Abstract

The adenosine triphosphate-based chemotherapy response assay (ATP-CRA) has the advantages of standardization, evaluability, reproducibility, and accuracy, and can be performed on relatively small numbers of tumor cells. A total of 43 patients were enrolled in the present study, and chemosensitivity tests were successfully performed in 40 (93.0%) of these patients. Twenty of the 40 received neoadjuvant chemotherapy or chemotherapy for metastatic breast cancer. The chemotherapy regimens used were doxorubicin plus docetaxel (n=9, 45.0%) or doxorubicin plus paclitaxel (n=11, 55.0%). Mean cell death rate, as determined by ATP-CRA, was lower in non-responders than in responders to therapy (P=0.012). Sensitivity, specificity, positive predictive value, negative predictive value, and diagnostic accuracy for ATP-CRA were 78.6%, 100%, 100%, 66.7%, and 85.0%, respectively. Diagnostic accuracy achieved by immunohistochemistry using estrogen receptor or progesterone receptor was lower than that achieved using ATP-CRA. Expression of p53, erb-B2, Ki67, Bcl-2, Bcl-xL, and annexin I was not significantly associated with response to chemotherapy. Our results show that ATP-CRA has high specificity and positive predictive value for predicting response to chemotherapy.

----

* _WORK ORDER_: In the abstract on ATP-CRA, what results support the conclusion that the assay has high specificity and positive predictive value for predicting chemotherapy response? Answer in one to three sentences. You will not need the records.

(Items listed in a dataset)
----

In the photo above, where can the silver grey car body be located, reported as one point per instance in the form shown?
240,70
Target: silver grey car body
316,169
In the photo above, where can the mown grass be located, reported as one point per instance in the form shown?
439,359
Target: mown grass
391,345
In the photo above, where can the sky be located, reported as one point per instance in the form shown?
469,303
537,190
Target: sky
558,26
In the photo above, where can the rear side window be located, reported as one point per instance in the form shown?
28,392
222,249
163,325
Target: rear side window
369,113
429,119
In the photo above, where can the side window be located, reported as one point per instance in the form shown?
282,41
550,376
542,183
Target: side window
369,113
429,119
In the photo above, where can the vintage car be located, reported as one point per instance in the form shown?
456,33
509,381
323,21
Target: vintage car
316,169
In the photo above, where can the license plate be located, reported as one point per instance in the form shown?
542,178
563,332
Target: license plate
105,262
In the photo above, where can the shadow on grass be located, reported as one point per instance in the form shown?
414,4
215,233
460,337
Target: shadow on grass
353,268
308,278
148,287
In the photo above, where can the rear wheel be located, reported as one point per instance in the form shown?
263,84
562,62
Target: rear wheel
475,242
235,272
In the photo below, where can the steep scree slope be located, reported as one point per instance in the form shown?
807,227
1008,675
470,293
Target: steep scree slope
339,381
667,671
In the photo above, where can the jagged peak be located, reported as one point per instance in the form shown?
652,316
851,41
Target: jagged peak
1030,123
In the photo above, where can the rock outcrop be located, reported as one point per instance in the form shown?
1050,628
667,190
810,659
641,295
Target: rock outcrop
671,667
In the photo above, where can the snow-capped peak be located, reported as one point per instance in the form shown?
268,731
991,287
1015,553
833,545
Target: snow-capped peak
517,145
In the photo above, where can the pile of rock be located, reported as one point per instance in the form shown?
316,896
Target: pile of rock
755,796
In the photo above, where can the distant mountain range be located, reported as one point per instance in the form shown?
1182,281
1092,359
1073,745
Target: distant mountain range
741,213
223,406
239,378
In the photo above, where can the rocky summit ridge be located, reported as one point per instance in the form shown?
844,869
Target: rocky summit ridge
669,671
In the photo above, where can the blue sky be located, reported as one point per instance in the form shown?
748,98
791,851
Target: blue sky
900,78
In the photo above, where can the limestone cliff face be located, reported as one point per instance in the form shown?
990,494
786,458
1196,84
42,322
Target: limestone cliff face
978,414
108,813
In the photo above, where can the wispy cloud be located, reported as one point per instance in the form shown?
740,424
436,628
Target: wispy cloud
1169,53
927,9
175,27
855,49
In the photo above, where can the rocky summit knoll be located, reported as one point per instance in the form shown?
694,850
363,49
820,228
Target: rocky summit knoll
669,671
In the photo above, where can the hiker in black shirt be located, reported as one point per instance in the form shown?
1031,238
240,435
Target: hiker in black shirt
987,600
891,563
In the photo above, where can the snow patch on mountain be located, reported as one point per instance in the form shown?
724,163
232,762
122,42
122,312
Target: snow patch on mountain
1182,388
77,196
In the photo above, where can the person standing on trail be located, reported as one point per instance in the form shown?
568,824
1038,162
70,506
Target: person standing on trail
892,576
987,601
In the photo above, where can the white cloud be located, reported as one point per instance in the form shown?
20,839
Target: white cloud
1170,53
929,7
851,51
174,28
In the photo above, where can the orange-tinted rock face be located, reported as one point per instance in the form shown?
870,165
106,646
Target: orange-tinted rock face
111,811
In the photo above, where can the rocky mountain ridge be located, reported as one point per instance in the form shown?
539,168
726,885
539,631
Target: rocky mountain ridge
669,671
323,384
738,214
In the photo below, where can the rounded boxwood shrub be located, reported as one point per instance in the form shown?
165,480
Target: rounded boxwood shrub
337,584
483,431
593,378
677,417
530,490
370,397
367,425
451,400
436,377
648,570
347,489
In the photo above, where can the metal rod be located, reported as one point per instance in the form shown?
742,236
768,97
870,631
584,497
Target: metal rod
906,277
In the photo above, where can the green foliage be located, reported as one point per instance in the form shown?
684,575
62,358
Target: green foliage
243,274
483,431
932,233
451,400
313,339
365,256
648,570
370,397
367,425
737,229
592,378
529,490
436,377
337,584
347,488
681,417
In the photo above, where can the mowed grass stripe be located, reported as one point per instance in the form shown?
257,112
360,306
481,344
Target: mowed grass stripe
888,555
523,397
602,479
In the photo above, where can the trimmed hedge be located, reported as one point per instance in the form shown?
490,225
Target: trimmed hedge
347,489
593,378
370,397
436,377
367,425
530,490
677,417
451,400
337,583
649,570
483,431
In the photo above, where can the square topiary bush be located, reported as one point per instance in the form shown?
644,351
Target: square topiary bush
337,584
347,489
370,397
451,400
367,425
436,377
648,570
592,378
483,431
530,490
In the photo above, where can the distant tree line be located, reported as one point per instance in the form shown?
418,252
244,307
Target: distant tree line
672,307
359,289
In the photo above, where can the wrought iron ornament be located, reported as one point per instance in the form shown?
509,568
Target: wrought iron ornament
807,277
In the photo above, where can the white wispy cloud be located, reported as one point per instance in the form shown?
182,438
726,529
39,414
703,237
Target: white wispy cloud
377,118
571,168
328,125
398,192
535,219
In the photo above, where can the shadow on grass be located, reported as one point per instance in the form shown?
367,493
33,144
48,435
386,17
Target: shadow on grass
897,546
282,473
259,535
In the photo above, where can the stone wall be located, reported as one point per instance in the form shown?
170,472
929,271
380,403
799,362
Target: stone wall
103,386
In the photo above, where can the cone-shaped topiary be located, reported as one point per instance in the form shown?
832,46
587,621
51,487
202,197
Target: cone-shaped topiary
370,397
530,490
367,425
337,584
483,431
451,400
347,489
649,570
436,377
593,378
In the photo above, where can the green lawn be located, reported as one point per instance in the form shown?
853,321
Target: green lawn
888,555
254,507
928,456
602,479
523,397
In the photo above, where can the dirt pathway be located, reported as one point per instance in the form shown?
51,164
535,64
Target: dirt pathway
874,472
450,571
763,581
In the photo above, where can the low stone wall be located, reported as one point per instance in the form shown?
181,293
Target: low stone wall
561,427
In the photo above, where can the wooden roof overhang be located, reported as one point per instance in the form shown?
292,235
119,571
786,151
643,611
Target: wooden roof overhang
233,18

----

* _RESULT OF THIS TASK_: ATP-CRA's specificity and positive predictive value were both 100%. This supports the conclusion that it has high specificity and positive predictive value for predicting response to chemotherapy.